*** Opening Dataset entries ***

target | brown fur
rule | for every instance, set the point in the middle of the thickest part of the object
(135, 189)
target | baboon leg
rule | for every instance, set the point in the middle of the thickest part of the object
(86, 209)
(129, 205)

*** Closing Dataset entries ***

__Your assignment__
The expected response is every record, reproduced word for word.

__Response for this exercise__
target | brown fur
rule | for every instance, set the point in the middle of the thickest part of the object
(135, 189)
target | baboon leg
rule | for every instance, set the point in the middle of the thickest part of the object
(86, 209)
(129, 205)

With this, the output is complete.